What you should do
After reading the entries below, report how many lines have the string "then" in them, giving the number alone.
________
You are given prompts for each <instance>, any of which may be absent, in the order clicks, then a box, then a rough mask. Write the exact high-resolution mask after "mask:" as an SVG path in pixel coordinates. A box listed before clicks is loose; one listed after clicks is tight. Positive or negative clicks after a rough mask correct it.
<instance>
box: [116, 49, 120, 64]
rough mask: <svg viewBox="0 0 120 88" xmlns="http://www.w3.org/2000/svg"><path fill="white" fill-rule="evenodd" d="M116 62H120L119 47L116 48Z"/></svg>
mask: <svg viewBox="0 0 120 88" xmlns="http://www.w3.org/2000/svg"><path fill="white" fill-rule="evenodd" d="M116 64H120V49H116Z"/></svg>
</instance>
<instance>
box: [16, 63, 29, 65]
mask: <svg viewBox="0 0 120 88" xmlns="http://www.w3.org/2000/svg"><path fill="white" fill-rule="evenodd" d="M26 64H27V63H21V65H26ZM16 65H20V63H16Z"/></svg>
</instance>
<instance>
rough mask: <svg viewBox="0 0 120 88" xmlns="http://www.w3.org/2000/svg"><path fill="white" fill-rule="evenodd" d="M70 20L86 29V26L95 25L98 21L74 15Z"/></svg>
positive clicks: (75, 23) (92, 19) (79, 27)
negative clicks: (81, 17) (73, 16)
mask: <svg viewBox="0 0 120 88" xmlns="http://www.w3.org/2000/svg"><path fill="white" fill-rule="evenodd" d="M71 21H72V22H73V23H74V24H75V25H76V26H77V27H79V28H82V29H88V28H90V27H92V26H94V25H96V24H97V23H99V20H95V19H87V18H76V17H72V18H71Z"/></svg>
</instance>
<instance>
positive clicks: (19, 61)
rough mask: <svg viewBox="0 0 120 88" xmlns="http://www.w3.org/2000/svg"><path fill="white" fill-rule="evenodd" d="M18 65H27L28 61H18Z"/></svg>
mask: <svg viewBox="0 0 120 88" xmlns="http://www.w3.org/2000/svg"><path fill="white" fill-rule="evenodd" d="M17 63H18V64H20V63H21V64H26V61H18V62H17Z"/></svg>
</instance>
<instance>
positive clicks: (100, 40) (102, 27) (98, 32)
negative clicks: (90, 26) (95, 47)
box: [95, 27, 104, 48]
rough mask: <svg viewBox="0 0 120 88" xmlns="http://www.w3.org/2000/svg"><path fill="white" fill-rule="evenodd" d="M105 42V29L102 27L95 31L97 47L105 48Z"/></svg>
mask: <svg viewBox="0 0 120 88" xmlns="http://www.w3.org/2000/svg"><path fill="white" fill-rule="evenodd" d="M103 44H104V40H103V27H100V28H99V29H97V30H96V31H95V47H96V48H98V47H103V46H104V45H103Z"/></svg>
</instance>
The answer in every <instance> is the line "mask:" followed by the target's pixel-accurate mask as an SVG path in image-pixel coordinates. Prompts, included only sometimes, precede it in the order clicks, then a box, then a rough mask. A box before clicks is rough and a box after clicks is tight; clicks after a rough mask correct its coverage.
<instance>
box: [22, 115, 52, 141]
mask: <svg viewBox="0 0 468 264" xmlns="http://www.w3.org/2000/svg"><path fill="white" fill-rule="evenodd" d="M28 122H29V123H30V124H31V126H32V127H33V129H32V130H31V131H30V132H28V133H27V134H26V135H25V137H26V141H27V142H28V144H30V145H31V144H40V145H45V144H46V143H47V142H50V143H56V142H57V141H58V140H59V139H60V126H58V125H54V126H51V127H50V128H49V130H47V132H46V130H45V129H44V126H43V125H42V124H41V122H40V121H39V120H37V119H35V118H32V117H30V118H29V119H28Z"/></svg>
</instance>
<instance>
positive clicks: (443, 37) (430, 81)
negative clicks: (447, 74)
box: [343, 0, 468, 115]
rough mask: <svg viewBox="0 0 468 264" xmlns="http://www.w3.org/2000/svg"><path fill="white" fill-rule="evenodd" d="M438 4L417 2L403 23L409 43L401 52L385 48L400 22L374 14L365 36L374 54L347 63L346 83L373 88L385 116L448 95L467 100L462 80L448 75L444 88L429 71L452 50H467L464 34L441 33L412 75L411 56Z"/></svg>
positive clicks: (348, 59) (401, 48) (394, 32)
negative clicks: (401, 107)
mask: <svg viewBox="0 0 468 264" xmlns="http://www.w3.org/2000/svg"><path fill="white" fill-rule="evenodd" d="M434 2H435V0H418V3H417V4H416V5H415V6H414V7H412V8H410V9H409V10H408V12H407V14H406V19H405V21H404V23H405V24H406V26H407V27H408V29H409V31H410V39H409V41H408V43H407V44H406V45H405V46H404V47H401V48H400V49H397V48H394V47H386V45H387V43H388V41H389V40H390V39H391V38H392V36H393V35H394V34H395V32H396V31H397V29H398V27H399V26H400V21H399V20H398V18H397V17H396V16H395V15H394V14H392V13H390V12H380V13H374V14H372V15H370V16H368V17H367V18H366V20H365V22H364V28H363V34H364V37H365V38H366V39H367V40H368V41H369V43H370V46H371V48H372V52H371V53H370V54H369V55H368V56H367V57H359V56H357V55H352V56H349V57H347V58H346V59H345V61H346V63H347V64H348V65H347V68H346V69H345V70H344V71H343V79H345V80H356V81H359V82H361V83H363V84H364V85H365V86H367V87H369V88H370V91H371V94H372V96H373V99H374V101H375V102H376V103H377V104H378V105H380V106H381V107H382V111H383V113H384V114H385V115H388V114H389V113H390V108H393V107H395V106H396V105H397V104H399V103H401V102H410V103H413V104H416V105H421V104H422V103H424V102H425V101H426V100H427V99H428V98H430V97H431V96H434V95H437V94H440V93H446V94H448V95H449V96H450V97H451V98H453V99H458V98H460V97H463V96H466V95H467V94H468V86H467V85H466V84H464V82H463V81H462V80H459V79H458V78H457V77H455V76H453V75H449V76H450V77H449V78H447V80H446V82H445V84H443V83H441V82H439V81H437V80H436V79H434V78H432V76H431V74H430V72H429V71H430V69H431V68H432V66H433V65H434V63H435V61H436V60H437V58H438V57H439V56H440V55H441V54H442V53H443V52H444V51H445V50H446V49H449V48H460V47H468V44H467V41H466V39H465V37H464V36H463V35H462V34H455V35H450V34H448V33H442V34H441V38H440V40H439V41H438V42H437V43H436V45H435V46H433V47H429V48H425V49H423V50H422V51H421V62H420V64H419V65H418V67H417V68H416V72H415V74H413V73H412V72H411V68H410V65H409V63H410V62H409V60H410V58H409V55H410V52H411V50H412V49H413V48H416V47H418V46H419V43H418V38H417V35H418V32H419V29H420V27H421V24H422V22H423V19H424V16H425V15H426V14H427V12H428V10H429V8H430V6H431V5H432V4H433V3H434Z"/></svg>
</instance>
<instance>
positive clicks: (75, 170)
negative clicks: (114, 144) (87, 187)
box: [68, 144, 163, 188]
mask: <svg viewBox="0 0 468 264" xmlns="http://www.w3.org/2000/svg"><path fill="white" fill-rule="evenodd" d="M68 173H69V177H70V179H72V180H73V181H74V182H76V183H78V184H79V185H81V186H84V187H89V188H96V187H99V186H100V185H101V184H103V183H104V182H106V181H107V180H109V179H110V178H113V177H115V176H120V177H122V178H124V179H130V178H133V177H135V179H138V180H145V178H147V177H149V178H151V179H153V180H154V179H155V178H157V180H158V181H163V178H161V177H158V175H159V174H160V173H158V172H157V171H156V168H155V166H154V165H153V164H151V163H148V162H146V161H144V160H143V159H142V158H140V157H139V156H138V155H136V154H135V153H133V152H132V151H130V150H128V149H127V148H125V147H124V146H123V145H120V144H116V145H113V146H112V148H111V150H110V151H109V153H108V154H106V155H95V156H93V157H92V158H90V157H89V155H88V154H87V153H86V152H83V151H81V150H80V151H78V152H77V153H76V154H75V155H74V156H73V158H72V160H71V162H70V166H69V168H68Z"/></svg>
________
Output of the exercise
2